-- Begin Input rows --

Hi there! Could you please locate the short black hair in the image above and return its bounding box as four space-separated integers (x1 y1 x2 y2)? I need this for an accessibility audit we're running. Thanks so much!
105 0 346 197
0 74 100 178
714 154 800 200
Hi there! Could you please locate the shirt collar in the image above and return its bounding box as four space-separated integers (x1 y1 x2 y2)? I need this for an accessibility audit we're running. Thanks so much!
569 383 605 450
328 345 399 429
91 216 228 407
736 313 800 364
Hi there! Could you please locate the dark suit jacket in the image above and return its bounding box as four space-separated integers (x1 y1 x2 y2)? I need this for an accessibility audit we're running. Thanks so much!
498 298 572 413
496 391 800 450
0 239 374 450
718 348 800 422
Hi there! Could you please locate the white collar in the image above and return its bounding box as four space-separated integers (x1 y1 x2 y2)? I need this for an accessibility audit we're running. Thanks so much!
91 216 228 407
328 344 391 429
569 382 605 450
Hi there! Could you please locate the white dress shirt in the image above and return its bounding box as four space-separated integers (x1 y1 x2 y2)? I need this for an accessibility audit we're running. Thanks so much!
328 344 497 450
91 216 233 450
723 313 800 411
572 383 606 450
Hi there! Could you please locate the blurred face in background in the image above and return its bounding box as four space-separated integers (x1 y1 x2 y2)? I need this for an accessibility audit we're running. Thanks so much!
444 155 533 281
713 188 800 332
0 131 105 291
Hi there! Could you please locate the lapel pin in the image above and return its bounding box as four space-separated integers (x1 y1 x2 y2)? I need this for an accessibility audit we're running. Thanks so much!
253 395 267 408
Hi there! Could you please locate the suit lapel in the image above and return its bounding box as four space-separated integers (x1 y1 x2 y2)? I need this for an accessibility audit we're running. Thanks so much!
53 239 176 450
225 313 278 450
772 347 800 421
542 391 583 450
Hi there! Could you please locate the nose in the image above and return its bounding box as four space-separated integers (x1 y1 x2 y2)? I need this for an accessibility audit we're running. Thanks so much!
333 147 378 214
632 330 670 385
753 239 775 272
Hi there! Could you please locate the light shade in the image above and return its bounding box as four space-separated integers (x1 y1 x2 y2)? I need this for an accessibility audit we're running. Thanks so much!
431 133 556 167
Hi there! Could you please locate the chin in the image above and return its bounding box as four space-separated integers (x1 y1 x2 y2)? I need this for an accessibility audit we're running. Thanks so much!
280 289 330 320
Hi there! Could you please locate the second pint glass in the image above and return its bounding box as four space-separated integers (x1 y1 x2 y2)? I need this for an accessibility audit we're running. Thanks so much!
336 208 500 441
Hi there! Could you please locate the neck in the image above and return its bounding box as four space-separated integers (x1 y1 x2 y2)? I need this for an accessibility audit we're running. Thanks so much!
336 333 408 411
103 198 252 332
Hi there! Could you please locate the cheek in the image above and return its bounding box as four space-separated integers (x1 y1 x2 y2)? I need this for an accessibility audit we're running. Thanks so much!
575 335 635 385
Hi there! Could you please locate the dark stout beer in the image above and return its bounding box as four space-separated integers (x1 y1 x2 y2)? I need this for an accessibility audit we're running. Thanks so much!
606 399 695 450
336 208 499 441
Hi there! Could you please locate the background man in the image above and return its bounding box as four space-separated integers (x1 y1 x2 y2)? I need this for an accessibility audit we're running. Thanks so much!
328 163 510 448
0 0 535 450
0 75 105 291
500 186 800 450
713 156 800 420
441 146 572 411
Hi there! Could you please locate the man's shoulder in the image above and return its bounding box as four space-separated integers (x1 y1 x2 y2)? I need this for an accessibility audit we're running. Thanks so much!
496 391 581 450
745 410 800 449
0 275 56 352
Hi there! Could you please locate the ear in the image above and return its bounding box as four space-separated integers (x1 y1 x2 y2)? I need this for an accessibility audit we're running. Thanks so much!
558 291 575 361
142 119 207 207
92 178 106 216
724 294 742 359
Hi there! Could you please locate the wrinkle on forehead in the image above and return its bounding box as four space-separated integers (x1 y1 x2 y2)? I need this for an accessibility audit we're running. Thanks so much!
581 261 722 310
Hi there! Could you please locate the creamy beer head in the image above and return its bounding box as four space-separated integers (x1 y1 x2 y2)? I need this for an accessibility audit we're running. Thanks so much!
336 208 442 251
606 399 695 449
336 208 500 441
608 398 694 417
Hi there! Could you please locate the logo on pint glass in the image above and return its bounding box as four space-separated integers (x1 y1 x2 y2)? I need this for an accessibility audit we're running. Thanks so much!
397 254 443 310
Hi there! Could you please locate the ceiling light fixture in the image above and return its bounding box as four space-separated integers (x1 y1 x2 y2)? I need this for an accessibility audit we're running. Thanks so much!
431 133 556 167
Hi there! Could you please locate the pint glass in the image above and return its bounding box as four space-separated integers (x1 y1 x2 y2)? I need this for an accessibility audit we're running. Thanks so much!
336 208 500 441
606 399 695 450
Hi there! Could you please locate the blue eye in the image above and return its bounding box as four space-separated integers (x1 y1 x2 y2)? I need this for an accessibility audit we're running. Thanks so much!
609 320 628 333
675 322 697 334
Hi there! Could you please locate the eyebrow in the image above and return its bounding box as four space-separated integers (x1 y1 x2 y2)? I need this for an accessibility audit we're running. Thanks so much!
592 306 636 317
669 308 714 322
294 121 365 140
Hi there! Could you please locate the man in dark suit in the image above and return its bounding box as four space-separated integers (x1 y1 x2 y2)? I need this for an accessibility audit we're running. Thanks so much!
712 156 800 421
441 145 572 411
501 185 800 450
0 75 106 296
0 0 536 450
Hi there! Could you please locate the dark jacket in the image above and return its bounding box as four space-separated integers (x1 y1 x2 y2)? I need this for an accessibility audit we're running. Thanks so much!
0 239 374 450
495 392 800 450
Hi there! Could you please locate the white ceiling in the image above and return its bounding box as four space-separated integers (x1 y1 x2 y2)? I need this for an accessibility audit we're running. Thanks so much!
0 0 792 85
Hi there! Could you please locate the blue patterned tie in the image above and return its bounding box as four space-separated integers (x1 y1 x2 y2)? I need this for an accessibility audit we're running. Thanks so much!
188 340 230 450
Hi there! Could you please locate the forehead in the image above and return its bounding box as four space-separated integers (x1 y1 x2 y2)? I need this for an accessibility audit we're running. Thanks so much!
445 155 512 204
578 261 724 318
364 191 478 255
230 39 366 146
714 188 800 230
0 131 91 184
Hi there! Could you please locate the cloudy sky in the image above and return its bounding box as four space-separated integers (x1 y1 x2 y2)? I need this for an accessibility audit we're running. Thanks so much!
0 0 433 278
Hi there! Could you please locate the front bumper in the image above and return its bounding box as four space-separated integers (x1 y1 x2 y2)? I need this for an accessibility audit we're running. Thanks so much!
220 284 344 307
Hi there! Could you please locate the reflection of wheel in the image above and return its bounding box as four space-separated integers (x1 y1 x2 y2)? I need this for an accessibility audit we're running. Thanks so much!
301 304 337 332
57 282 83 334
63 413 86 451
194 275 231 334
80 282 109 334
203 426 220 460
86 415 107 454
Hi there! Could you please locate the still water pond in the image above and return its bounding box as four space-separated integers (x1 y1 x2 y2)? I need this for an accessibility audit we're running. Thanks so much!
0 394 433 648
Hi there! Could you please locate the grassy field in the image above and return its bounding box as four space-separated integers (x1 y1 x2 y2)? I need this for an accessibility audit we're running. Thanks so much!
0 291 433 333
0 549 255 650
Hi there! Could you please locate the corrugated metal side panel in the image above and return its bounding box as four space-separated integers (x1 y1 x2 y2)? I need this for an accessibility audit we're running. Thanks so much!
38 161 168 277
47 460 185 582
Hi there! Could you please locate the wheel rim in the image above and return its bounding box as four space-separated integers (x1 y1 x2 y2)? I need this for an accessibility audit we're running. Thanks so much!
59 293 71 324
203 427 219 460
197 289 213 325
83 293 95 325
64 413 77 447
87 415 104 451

-- End Input rows --

Rewrite all the records above as a two-column CSV with the headers input and output. Give one row per record, with the record's text and its answer each in a single quoted field and any line breaks turned into spaces.

# Exercise solution
input,output
"Hi there! Could you please locate the short black hair in the image above and return its bounding box as four space-separated integers (x1 y1 x2 y2)? I need this for an accessibility audit we're running. Thanks so much!","105 0 346 197 0 74 100 178 714 154 800 200"
"Hi there! Could you please locate the shirt collar in the image above and return its bounding box as four space-separated integers (x1 y1 x2 y2)? I need this for an accessibility audit we're running. Thanks so much!","569 383 605 450 328 345 399 429 91 216 228 407 736 313 800 364"
"Hi there! Could you please locate the dark suit jacket in the image above and return its bounding box as four space-separated integers (x1 y1 x2 y2)? I need this for an accessibility audit we're running. Thanks so much!","498 298 572 413 496 391 800 450 0 239 374 450 718 348 800 422"
"Hi there! Could you please locate the white collar in the image above and return its bounding box as four space-separated integers (x1 y1 x2 y2)? I need this for an accessibility audit we're running. Thanks so much!","91 216 228 407 328 344 391 429 569 382 605 450"
"Hi there! Could you please locate the white dress shirt in the image above and return its bounding box as four space-separated integers (x1 y1 x2 y2)? I need this for an accessibility audit we're running. Thanks so much!","328 344 497 450 91 216 233 450 723 313 800 411 572 383 606 450"
"Hi there! Could you please locate the blurred face in background in the image above and return its bounding box as four space-separated integers (x1 y1 x2 y2)? I need this for an accessibility audit we're running. Thanks so much!","444 155 533 281 713 188 800 332 0 131 105 291"
"Hi there! Could you please locate the lapel pin in the image above and return its bounding box as four space-separated integers (x1 y1 x2 y2)? I need this for an accessibility audit we're running. Thanks so much!","253 395 267 408"
"Hi there! Could you please locate the suit lapel in the image above and return its bounding box as four space-separated integers (x1 y1 x2 y2)? I need this for an accessibility audit we're running. Thanks so much!","53 239 176 450 225 313 278 450 772 347 800 421 542 391 583 450"
"Hi there! Could you please locate the nose in the image above and return its bounding box as four space-separated integers (x1 y1 x2 y2)? I need this for an accessibility audit we're running. Thanks so much!","333 147 378 214 632 330 670 385 753 239 775 272"
"Hi there! Could you please locate the light shade in the image above and return its bounding box as four space-separated integers (x1 y1 x2 y2)? I need this for an accessibility audit we're running. Thanks so much!","431 133 556 167"
"Hi there! Could you please locate the chin in the image above and return its bounding box as four space-separated integers (x1 y1 x2 y2)? I need this for an accessibility audit we're running. Thanks so much!","280 289 330 320"
"Hi there! Could you please locate the second pint glass in the image above and return its bounding box as four space-separated integers (x1 y1 x2 y2)? I need this for an accessibility audit we're running. Thanks so much!","336 208 500 441"
"Hi there! Could you please locate the neck in the image above and return its bounding box as four space-separated integers (x1 y1 x2 y2)? I need this for an accessibility audit we're running. Thanks so much!","336 333 408 411 103 198 252 332"
"Hi there! Could you please locate the cheek in the image above and return its bounding box as four space-separated integers (x1 y1 x2 y2)? I need this for an accessibility audit we're running. Thanks so much!","575 335 635 385"
"Hi there! Could you please locate the dark stout beer in the image above and return its bounding box as four space-separated integers (x1 y1 x2 y2)? I need this for an accessibility audit we're running. Thanks so much!","606 399 695 450 336 208 499 441"
"Hi there! Could you please locate the background man in the image above and return its bounding box as four space-separated integers (x1 y1 x2 y2)? I need this for an accessibility audit we're running. Thanks so much!","328 163 510 448 0 0 535 450 0 75 105 291 500 186 800 450 713 156 800 420 441 146 572 411"
"Hi there! Could you please locate the man's shoulder in the image above and return its bounding box as four space-separated integers (x1 y1 x2 y2)? I need this for an accessibility audit we're running. Thanks so much!","496 391 581 450 745 410 800 449 0 275 56 352"
"Hi there! Could you please locate the ear in the image above and return its bounding box as four space-separated integers (x1 y1 x2 y2)? I need this for an accessibility audit we're running. Thanks so much!","558 291 575 361 142 119 207 207 92 178 106 216 724 294 742 359"
"Hi there! Could you please locate the wrinkle on forehead in the image above and return its bounding box as four space-separated integers (x1 y1 x2 y2)? I need this for an accessibility audit we're running. Thanks so much!","581 261 722 310"
"Hi there! Could you please locate the creamy beer head in the image above and return its bounding box as four space-separated integers (x1 y1 x2 y2)? I need this for an accessibility audit we're running. Thanks so much!","336 208 442 251 606 399 695 449 336 208 500 441 608 398 694 417"
"Hi there! Could you please locate the logo on pint glass in the image above and return its bounding box as four space-separated integers (x1 y1 x2 y2)? I need this for an accessibility audit we're running. Thanks so much!","397 254 443 310"
"Hi there! Could you please locate the ceiling light fixture in the image above and return its bounding box as four space-separated integers (x1 y1 x2 y2)? I need this for an accessibility audit we're running. Thanks so much!","431 133 556 167"
"Hi there! Could you please locate the pint glass in the image above and return its bounding box as four space-separated integers (x1 y1 x2 y2)? I need this for an accessibility audit we're running. Thanks so much!","336 208 500 441 606 399 695 450"
"Hi there! Could you please locate the blue eye in the image above and return its bounding box as four space-separated integers (x1 y1 x2 y2)? I need this for an accessibility audit we're running. Thanks so much!","609 320 628 333 675 322 697 334"
"Hi there! Could you please locate the eyebrow in the image above and return its bounding box as four space-separated integers (x1 y1 x2 y2)? I need this for an accessibility audit we're running. Thanks so much!","592 306 636 317 669 308 714 322 294 121 365 140"
"Hi there! Could you please locate the man in dark suit in the image above and return its bounding box as four space-separated integers (x1 y1 x2 y2)? I need this for an accessibility audit we're running. Thanks so much!","712 156 800 421 441 145 572 411 501 185 800 450 0 75 106 296 0 0 536 450"
"Hi there! Could you please locate the dark jacket in the image above and return its bounding box as four space-separated integers (x1 y1 x2 y2)? I need this for an accessibility audit we're running. Thanks so much!","0 239 374 450 495 392 800 450"
"Hi there! Could you please locate the white ceiling in the image above and return its bounding box as four space-separated integers (x1 y1 x2 y2)? I need this for an accessibility audit we're running. Thanks so much!","0 0 792 85"
"Hi there! Could you please locate the blue patterned tie in the image above and return its bounding box as four space-separated integers (x1 y1 x2 y2)? I need this for an accessibility audit we're running. Thanks so much!","188 340 230 450"
"Hi there! Could you please locate the forehead in the image above and return its bounding box as four space-separated integers (x1 y1 x2 y2)? I need this for an accessibility audit we're running. Thanks so much!","445 155 512 204 578 261 724 318 364 191 478 255 230 39 366 146 714 188 800 230 0 131 91 184"
"Hi there! Could you please locate the cloudy sky in the image above and return its bounding box as four space-separated integers (x1 y1 x2 y2)? I need this for an accessibility audit we're running. Thanks so much!","0 0 433 278"
"Hi there! Could you please locate the front bumper in the image above and return its bounding box as four space-separated integers (x1 y1 x2 y2)? I need this for an accessibility audit we're running. Thanks so much!","220 284 344 307"
"Hi there! Could you please locate the reflection of wheel in the image above and return its bounding box as four space-separated integers (x1 y1 x2 y2)? I need this for an accessibility audit we're running. Thanks so much!","301 304 337 332 57 282 83 334 63 413 86 451 194 275 231 334 80 282 109 334 203 426 220 460 86 415 107 454"
"Hi there! Could you please locate the still water pond in the image above and return its bounding box as four space-separated integers (x1 y1 x2 y2)? I need this for an accessibility audit we're running. Thanks so much!","0 394 433 648"
"Hi there! Could you please locate the grassy field in the image above and return its bounding box as four space-separated integers (x1 y1 x2 y2)? I need this for an accessibility audit we're running. Thanks so much!","0 291 433 333 0 549 255 650"
"Hi there! Could you please locate the corrugated metal side panel in the image above and return its bounding box as four space-separated integers (x1 y1 x2 y2)? I need this for an accessibility audit we're running. Thanks so much!","38 161 168 277 47 460 185 582"
"Hi there! Could you please locate the wheel rim in the image above and return its bounding box as four space-separated integers (x1 y1 x2 y2)? I need this for an accessibility audit we're running. Thanks so much!","59 293 71 324 203 427 219 460 197 289 213 325 83 293 95 325 64 413 77 447 87 415 104 451"